— 課題の内容 —
下のエントリのうち、「notation: point(144, 175).」を含む行から「point(97, 218)」を含む行まで（両端を含む）を、列名「番号」と「行」のMarkdown表に入れよ。「番号」には行番号を入れ、空行は省く。

— 提供データ —
____________

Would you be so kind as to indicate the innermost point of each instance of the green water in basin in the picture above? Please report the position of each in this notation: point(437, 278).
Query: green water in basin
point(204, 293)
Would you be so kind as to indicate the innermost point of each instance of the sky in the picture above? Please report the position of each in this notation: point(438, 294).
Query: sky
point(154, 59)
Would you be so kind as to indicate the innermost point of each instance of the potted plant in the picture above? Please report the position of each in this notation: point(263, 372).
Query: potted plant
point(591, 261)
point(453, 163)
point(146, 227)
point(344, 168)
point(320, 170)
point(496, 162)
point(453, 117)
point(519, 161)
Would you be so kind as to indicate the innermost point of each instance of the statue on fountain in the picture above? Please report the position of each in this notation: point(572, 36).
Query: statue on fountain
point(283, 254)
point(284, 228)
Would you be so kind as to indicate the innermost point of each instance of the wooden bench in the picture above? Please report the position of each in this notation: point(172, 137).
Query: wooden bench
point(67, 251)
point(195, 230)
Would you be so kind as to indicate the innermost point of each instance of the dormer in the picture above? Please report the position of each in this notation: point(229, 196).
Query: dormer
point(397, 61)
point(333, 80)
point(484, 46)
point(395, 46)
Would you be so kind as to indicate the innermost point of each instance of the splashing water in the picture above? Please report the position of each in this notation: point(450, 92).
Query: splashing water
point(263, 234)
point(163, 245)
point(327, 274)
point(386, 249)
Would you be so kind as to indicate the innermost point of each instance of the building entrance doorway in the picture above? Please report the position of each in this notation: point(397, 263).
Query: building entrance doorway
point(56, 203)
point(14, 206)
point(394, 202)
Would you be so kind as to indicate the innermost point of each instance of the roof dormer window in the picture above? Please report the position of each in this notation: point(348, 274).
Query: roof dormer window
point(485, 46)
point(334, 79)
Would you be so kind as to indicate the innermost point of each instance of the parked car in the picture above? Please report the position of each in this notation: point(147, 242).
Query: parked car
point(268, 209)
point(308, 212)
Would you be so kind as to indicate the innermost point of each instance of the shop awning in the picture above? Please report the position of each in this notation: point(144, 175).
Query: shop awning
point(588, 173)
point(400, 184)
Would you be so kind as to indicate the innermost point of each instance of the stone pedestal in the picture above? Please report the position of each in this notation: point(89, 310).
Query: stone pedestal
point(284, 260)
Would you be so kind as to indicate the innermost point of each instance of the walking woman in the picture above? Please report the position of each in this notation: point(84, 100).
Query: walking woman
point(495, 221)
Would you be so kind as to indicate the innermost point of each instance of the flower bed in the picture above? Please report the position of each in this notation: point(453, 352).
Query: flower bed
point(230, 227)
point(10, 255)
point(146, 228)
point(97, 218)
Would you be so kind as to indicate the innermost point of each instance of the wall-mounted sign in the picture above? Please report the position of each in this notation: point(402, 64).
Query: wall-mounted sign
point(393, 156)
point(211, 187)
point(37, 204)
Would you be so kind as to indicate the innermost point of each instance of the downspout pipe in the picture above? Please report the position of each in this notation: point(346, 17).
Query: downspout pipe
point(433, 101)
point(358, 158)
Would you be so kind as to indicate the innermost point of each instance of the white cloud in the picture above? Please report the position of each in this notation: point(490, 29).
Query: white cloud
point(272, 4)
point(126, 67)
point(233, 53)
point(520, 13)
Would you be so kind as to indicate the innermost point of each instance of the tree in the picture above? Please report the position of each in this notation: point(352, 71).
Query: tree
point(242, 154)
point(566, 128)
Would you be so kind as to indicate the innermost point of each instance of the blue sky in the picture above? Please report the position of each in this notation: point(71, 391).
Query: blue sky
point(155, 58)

____________

— 最終回答 —
| 番号 | 行 |
|---|---|
| 1 | Would you be so kind as to indicate the innermost point of each instance of the shop awning in the picture above? Please report the position of each in this notation: point(144, 175). |
| 2 | Query: shop awning |
| 3 | point(588, 173) |
| 4 | point(400, 184) |
| 5 | Would you be so kind as to indicate the innermost point of each instance of the stone pedestal in the picture above? Please report the position of each in this notation: point(89, 310). |
| 6 | Query: stone pedestal |
| 7 | point(284, 260) |
| 8 | Would you be so kind as to indicate the innermost point of each instance of the walking woman in the picture above? Please report the position of each in this notation: point(84, 100). |
| 9 | Query: walking woman |
| 10 | point(495, 221) |
| 11 | Would you be so kind as to indicate the innermost point of each instance of the flower bed in the picture above? Please report the position of each in this notation: point(453, 352). |
| 12 | Query: flower bed |
| 13 | point(230, 227) |
| 14 | point(10, 255) |
| 15 | point(146, 228) |
| 16 | point(97, 218) |